§ **Task**
Nothing in the entries may differ when you return them.

§ **Exercise inputs**
····················

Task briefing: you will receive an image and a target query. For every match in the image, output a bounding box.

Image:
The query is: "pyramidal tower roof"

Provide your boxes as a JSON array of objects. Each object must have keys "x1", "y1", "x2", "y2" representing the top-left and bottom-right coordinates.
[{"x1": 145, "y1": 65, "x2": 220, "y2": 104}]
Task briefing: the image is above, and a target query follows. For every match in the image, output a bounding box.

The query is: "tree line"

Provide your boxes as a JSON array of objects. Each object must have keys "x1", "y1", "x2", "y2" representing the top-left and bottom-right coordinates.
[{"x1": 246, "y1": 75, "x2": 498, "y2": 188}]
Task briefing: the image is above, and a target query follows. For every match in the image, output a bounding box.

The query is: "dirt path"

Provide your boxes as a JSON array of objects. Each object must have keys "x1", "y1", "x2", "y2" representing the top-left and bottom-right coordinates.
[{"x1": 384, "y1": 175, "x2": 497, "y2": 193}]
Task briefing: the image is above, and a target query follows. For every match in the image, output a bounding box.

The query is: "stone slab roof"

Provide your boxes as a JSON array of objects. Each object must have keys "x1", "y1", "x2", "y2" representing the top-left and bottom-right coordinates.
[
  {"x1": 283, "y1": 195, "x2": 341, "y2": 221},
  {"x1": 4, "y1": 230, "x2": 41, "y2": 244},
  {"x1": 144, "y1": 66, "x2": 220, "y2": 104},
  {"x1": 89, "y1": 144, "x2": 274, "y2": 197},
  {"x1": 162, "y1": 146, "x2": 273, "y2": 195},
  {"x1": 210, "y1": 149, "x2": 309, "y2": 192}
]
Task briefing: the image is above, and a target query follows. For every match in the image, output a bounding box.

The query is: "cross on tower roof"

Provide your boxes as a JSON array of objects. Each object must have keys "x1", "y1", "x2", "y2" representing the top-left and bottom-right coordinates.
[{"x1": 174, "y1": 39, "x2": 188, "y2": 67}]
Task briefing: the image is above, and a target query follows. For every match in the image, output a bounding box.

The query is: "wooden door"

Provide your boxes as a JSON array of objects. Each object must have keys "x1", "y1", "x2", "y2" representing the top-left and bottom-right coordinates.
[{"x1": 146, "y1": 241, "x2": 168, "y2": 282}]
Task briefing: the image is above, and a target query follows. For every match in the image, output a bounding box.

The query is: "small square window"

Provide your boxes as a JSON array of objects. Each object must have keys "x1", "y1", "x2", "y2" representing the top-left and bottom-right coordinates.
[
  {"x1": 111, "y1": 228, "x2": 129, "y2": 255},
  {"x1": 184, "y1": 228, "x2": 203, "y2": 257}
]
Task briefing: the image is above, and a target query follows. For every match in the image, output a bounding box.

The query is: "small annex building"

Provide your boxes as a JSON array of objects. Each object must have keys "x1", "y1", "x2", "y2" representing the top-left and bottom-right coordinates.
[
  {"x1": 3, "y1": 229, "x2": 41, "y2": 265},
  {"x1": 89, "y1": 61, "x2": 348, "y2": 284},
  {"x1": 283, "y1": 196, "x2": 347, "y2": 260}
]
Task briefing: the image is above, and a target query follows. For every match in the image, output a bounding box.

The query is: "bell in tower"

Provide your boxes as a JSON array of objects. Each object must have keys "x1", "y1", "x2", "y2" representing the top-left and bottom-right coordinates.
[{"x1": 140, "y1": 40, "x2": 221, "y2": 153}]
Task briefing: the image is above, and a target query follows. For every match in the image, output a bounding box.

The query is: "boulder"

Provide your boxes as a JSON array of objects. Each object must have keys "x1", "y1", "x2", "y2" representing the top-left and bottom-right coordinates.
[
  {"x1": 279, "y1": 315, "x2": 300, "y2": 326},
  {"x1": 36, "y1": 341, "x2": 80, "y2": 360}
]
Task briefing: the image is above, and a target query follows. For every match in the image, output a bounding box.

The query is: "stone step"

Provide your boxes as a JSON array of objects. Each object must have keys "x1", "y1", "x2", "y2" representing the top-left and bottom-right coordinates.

····················

§ **Reply**
Task briefing: you will receive an image and a target query. For every match in the image, output a bounding box.

Image:
The query is: "pyramidal tower roof"

Provide your boxes as a JSON array of objects. Each object must have keys "x1", "y1", "x2", "y2" representing the top-left and bottom-right coordinates.
[{"x1": 145, "y1": 65, "x2": 220, "y2": 104}]
Task briefing: the image is above, and a target query follows. For every match in the image, output a bounding box.

The query is: "tree line"

Provide your boxes as a JSON array of objects. Each object must have keys "x1", "y1", "x2", "y2" representing the top-left and bottom-right coordinates.
[{"x1": 246, "y1": 75, "x2": 498, "y2": 188}]
Task briefing: the image is above, and a target query follows. For every match in the image, output a bounding box.

The query is: "dirt path"

Provide your boxes as a JSON array of objects. Each object must have keys "x1", "y1", "x2", "y2" representing the top-left and bottom-right coordinates.
[{"x1": 384, "y1": 175, "x2": 497, "y2": 193}]
Task briefing: the image is above, and a target query follows. For every match in the image, output a bounding box.

The query is: "stone slab roof"

Provide your boxes as a JSON array of objects. Each object must have keys "x1", "y1", "x2", "y2" representing the top-left and bottom-right coordinates.
[
  {"x1": 283, "y1": 195, "x2": 341, "y2": 221},
  {"x1": 4, "y1": 230, "x2": 41, "y2": 244},
  {"x1": 144, "y1": 66, "x2": 220, "y2": 104},
  {"x1": 89, "y1": 144, "x2": 274, "y2": 197},
  {"x1": 162, "y1": 146, "x2": 273, "y2": 195},
  {"x1": 210, "y1": 149, "x2": 309, "y2": 192}
]
Task briefing: the image is above, and a target query follows. For every match in the image, output a bounding box.

The query is: "cross on tower roof"

Provide your boxes as a JSON array of objects. Each object must have keys "x1", "y1", "x2", "y2" representing the top-left and bottom-right coordinates.
[{"x1": 174, "y1": 39, "x2": 188, "y2": 67}]
Task briefing: the image is above, and a target query follows. For every match in the image, output a bounding box.

The query is: "wooden door"

Provide your boxes as a JSON array of objects. Each object must have keys "x1", "y1", "x2", "y2" representing the top-left and bottom-right coordinates.
[{"x1": 146, "y1": 241, "x2": 168, "y2": 282}]
Task briefing: the image is above, and a target query follows. For every match in the image, output a bounding box.

The query is: "small square window"

Provide your boxes as a JSON array of objects. Each object must have keys "x1", "y1", "x2", "y2" representing the top-left and bottom-right coordinates.
[
  {"x1": 111, "y1": 228, "x2": 129, "y2": 255},
  {"x1": 184, "y1": 228, "x2": 203, "y2": 257}
]
Task briefing: the image is above, and a target query follows. For every match in the image, output a bounding box.

The query is: "small annex building"

Provide your boxes as a JSON array of objects. Each object must have keys "x1", "y1", "x2", "y2" representing the top-left and bottom-right coordinates.
[
  {"x1": 3, "y1": 229, "x2": 41, "y2": 265},
  {"x1": 89, "y1": 61, "x2": 348, "y2": 284},
  {"x1": 283, "y1": 196, "x2": 347, "y2": 260}
]
Task briefing: the image is above, and a target query follows. For every match in the image, output a bounding box.

The query is: "bell in tower"

Provide your boxes as a JSON array of objects. Each object must have keys "x1", "y1", "x2", "y2" representing the top-left and bottom-right coordinates.
[{"x1": 140, "y1": 40, "x2": 221, "y2": 153}]
Task briefing: the image is above, and a target query follows. For every match in the image, output a bounding box.

The query is: "boulder"

Provide your boxes as a JSON array of objects. Each object must have keys "x1", "y1", "x2", "y2" representing the top-left and bottom-right coordinates.
[
  {"x1": 279, "y1": 315, "x2": 300, "y2": 326},
  {"x1": 36, "y1": 341, "x2": 80, "y2": 360}
]
Task briefing: the image is above, and a target query follows. For every match in the image, output a bounding box.

The query is: "stone step"

Provide your boxes as a JSON array of objects. Each object must have keys "x1", "y1", "x2", "y2" representing the top-left and bottom-right coordinates.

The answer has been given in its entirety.